# WHAT THIS TASK INVOLVES
From the records below, collect every line that contains the word "engine" and copy each of those lines unchanged.

── RECORDS TO PROCESS ──

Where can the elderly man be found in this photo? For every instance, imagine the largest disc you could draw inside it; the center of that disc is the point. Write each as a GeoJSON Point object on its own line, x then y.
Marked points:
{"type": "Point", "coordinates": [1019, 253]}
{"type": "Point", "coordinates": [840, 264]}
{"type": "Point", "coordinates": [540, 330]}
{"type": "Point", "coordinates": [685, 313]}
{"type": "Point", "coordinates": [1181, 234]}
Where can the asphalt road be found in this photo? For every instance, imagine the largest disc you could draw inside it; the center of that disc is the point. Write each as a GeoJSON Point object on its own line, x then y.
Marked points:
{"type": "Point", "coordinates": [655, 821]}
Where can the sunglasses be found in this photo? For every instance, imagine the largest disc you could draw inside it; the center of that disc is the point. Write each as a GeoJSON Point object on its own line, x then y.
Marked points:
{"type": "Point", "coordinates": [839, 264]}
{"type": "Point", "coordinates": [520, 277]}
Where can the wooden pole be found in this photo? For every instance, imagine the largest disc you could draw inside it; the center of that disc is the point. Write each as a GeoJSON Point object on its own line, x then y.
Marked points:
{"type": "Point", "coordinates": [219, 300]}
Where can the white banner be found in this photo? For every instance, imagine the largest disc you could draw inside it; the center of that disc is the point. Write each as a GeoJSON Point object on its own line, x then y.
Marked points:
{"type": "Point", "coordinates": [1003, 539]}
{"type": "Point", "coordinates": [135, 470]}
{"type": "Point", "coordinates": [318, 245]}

───
── RECORDS TO PROCESS ──

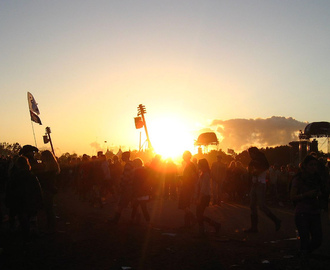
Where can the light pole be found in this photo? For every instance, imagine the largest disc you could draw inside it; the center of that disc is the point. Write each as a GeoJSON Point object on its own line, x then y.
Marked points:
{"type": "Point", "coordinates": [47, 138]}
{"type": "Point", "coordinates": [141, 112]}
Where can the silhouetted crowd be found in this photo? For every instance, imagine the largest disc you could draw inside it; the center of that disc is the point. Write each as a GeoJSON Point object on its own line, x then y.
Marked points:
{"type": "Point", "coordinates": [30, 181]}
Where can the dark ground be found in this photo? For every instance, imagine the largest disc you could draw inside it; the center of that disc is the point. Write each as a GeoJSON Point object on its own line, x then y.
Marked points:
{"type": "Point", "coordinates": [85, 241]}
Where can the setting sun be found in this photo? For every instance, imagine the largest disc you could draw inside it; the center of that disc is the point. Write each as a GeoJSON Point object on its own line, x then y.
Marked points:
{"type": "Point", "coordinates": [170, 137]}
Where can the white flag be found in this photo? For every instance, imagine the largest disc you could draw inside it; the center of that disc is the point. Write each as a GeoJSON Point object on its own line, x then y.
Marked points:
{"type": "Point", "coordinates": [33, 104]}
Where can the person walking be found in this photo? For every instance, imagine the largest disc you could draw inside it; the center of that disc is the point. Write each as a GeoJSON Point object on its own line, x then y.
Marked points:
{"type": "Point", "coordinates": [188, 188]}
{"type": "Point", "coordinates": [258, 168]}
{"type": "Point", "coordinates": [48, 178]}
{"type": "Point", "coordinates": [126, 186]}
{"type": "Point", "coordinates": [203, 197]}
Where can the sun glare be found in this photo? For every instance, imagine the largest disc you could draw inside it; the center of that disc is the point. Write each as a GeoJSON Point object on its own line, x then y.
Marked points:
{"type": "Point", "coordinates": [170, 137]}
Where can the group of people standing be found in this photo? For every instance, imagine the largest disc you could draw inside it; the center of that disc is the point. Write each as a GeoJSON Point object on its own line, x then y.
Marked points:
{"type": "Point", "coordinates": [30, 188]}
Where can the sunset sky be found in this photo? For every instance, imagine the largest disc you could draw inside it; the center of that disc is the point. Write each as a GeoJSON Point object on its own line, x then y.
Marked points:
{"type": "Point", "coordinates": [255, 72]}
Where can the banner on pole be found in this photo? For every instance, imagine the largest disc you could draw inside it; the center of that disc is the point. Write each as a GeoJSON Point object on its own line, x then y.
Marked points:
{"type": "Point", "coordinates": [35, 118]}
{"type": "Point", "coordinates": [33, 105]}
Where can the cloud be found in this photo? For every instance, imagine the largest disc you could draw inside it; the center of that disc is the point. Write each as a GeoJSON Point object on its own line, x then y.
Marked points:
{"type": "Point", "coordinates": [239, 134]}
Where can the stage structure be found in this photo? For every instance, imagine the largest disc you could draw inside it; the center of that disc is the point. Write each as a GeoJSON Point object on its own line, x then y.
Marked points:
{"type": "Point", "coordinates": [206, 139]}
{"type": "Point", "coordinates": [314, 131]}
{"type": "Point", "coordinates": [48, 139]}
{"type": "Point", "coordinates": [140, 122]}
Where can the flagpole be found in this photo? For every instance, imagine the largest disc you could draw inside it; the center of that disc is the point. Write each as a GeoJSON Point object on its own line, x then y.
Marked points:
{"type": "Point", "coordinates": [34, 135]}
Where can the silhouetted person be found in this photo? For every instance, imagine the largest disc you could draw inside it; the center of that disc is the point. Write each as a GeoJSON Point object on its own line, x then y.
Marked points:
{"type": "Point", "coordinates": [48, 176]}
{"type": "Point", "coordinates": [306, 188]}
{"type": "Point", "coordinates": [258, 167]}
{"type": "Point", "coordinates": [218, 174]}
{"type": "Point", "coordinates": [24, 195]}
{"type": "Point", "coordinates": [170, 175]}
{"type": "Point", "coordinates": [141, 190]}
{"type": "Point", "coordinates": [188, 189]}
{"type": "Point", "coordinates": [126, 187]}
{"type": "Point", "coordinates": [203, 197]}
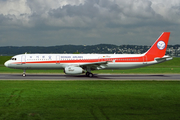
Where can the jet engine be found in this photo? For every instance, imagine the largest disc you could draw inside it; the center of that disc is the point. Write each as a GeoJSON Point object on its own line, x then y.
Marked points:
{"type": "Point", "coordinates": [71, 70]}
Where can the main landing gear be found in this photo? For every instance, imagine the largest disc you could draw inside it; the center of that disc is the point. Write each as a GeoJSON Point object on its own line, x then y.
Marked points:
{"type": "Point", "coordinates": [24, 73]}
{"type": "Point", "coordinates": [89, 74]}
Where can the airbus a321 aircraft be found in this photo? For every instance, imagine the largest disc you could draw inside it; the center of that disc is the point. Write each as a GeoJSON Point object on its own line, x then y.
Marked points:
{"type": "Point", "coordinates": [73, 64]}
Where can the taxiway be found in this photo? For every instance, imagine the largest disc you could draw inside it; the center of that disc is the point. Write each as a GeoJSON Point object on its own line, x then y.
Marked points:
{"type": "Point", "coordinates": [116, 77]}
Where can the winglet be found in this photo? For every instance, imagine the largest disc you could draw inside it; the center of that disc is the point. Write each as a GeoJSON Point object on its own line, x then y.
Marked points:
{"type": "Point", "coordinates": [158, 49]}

───
── RECORDS TO PROCESS ──

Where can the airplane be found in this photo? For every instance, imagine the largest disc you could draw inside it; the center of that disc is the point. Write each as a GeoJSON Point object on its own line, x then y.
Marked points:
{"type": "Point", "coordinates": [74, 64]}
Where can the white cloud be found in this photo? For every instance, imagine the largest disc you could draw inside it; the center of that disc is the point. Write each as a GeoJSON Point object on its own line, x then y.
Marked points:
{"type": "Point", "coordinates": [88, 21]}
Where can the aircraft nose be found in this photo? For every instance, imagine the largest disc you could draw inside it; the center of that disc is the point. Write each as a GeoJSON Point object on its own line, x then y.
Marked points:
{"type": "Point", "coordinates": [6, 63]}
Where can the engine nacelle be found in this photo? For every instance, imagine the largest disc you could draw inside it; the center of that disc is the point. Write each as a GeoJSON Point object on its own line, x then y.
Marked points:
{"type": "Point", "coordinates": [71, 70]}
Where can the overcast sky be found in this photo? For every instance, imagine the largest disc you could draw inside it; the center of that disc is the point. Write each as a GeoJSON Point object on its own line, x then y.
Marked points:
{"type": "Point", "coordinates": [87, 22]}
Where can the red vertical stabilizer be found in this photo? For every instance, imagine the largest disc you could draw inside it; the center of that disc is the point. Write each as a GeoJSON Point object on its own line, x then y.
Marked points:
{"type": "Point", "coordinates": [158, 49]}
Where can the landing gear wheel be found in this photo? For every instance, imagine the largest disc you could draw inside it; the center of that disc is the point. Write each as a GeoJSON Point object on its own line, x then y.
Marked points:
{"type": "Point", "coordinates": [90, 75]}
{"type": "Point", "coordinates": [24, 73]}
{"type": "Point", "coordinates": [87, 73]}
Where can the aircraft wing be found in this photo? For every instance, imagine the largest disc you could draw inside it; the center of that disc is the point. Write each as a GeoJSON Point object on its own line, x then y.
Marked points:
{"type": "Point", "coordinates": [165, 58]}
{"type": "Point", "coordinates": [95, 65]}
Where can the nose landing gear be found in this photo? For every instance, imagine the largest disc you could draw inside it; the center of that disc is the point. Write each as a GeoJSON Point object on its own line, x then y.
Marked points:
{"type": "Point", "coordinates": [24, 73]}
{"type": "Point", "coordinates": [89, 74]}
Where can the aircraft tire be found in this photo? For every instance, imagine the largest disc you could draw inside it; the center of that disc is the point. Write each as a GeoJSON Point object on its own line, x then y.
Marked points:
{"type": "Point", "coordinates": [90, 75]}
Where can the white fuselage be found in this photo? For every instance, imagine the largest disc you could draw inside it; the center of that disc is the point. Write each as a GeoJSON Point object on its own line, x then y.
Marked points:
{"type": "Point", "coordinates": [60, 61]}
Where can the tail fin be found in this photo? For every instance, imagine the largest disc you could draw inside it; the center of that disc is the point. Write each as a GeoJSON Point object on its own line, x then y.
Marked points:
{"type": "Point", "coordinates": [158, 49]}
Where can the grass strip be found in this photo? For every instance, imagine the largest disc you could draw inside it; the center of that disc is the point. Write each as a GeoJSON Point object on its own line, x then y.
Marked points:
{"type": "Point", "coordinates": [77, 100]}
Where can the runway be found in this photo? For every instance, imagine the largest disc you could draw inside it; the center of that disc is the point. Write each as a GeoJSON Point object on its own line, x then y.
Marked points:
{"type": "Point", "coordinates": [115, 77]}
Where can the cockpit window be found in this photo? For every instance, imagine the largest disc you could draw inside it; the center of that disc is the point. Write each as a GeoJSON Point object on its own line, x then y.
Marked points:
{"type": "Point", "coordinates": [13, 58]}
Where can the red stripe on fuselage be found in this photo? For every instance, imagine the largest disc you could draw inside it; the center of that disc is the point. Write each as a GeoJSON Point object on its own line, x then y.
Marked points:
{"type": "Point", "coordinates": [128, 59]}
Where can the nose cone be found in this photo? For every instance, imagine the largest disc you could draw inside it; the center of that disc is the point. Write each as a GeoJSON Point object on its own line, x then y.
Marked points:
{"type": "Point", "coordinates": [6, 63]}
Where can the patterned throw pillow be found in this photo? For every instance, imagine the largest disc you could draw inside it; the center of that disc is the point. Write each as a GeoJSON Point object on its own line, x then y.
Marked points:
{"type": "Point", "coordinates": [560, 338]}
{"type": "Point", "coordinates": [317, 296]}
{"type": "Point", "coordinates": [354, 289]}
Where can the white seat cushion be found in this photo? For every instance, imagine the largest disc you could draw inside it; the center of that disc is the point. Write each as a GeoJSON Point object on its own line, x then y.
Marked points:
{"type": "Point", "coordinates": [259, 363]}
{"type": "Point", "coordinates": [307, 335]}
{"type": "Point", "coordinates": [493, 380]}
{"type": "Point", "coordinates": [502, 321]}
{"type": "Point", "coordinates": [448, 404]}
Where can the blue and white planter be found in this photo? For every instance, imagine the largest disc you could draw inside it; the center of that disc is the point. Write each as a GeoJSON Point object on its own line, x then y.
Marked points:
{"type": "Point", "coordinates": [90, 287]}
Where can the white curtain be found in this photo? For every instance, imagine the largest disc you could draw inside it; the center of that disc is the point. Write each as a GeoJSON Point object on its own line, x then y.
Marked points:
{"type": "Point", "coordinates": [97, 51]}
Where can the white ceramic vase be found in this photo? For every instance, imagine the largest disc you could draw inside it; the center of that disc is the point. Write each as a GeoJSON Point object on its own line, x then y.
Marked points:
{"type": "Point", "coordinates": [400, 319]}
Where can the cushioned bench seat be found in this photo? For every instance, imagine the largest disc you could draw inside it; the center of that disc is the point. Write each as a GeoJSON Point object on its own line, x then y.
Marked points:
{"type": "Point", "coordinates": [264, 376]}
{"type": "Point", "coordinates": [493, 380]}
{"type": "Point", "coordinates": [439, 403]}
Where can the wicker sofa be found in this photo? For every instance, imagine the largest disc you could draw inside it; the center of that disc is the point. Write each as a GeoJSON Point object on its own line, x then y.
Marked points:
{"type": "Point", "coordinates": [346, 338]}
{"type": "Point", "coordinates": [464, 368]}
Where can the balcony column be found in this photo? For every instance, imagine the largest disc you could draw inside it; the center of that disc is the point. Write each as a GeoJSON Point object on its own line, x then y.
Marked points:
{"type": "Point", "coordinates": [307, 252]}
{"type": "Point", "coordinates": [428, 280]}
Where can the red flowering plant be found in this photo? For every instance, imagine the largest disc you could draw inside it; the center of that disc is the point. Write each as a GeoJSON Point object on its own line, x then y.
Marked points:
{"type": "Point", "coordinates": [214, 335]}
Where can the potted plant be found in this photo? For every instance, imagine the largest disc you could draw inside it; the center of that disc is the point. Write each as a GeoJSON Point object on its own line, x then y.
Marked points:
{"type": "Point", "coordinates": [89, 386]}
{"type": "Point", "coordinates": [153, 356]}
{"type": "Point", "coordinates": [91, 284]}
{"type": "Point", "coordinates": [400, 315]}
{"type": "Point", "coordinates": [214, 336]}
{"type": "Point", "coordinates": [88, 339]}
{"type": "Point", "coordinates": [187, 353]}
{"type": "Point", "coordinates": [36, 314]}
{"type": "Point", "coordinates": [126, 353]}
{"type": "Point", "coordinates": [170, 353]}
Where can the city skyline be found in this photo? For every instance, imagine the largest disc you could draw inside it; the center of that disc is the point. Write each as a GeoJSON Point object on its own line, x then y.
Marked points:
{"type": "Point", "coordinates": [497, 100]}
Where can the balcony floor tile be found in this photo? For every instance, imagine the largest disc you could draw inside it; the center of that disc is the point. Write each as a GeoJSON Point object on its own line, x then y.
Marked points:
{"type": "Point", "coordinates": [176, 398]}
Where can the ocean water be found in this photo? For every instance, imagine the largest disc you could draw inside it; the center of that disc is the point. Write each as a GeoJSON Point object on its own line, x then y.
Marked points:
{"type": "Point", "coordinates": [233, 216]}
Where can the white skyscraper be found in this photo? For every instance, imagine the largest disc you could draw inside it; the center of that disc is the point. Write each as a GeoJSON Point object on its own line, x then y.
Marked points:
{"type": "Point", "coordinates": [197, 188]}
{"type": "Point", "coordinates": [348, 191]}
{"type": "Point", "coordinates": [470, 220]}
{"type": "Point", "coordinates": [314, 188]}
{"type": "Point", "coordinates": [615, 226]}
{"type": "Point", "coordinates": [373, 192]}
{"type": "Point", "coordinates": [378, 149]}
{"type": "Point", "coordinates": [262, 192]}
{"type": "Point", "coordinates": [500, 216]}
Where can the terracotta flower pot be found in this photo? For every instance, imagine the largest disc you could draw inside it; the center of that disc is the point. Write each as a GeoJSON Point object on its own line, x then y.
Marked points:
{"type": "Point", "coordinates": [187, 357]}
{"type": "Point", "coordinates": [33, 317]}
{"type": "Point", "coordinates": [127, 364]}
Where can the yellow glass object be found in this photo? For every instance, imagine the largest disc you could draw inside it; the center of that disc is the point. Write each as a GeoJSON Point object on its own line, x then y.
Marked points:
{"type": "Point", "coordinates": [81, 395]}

───

# FINAL ANSWER
Where can the jet engine be found in this photo? For every instance, imagine the largest disc you could draw inside it; the center of that disc is the point. Write each as a GeoJSON Point object on its own line, x then y.
Where can the engine nacelle be found in this photo? For every instance, imagine the largest disc you could draw inside it; the center of that disc is the point. Write each as a GeoJSON Point object on its own line, x then y.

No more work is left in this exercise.